_Set tasks:_
A - In the post on removing D3DX dependencies, rewrite the paragraph beginning "The mathematics are a slightly different story" in fewer words, keeping its main facts.
B - Write the next part of the post on removing D3DX dependencies, picking up from its last line.

_Selected passage:_
-- Start --

Since my engine is still a multi-API engine, supporting Direct3D 9 and 10/10.1 as well, it was slightly more difficult to get rid of the D3DX dependencies than with just Direct3D 11 code. I can use the new shader compiler for D3D10 and higher, but D3D9 will still need to rely on the old D3DX compiler. The DirectXTK texture functions will only work with D3D11, and I will need to use D3DX for the older versions (unless I want to extend the DirectXTK code myself, to make it support the other APIs, but I don’t really see much of a point in that).

Windows Store Apps only support D3D11.1 anyway, so they are not affected by what happens in the code for the other APIs. So it is not a problem when there are still some D3DX-ties there.

The mathematics are a slightly different story, since this code is shared by all APIs. D3DXMath was originally built as a set of extensions to the native D3DVECTOR and D3DMATRIX structures in Direct3D 9. In Direct3D 10 and newer, there are no native structures at all in the API. I used the same D3DXMath types as I did in D3D9, to keep things simple. But now it means that if I want to replace D3DXMath for D3D11, then I need to replace it for all APIs.

Since DirectXMath still use vectors and matrices, the memory layout is still very similar, and it is still quite easy to convert between Direct3D9/D3DX types and DirectXMath. Microsoft has an overview page on mixing the two: http://msdn.microsoft.com/en-us/library/windows/desktop/ff729728(v=vs.85).aspx

I decided to go for a quick hack initially. Namely, a lot of my functions and objects use D3DX structures and functions directly. If I were to rewrite all that with DirectXMath at once, it would take quite some time. Instead, I removed the D3DXMath.h from my project entirely, and typedef’ed some compatible DirectXMath types to D3D9/D3DX types. So now my code would actually use DirectXMath types, instead of D3DX ones. Something like this:

#if !defined(D3D9)

-- End --

_Information shown:_
-- Start --

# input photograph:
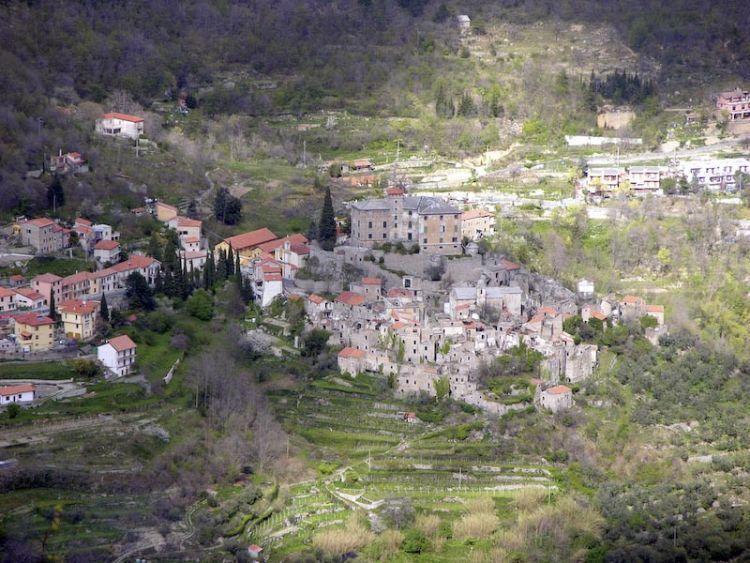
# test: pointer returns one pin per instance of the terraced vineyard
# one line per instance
(370, 458)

-- End --

_Answers to the tasks:_
A - The math code is shared by all APIs, which complicates things. D3DXMath began as extensions to Direct3D 9's native D3DVECTOR and D3DMATRIX structures, but Direct3D 10 and later have no native structures. The same D3DXMath types were kept across all APIs for simplicity, so replacing D3DXMath for D3D11 means replacing it for every API.

B -
typedef DirectX::XMFLOAT3 D3DVECTOR;
typedef DirectX::XMFLOAT4X4 D3DMATRIX;
#endif
typedef DirectX::XMFLOAT2 D3DXVECTOR2;
typedef DirectX::XMFLOAT3 D3DXVECTOR3;
typedef DirectX::XMFLOAT4 D3DXVECTOR4;
typedef DirectX::XMFLOAT4X4 D3DXMATRIX;
typedef DirectX::XMFLOAT4 D3DXPLANE;
typedef DirectX::XMFLOAT4 D3DXQUATERNION;

Then I made simple replacement functions for all the D3DXMath functions that I used, implementing them with simple DirectXMath statements. Something like this:

inline D3DXMATRIX* D3DXMatrixMultiply(
  _Inout_  D3DXMATRIX *pOut,
  _In_     const D3DXMATRIX *pM1,
  _In_     const D3DXMATRIX *pM2
)
{
    DirectX::XMStoreFloat4x4( pOut,
       DirectX::XMMatrixMultiply( DirectX::XMLoadFloat4x4(pM1),
                                  DirectX::XMLoadFloat4x4(pM2) )
    );

    return pOut;
}

So I now had my own ‘D3DXMath’ implementation, which used DirectXMath underneath.

The code still compiled and worked the same as before, except I no longer had to link it against any D3DX libraries for D3D11. D3D9/10/10.1 would still use D3DX for some operations, but the mathematics were still done with DirectXMath.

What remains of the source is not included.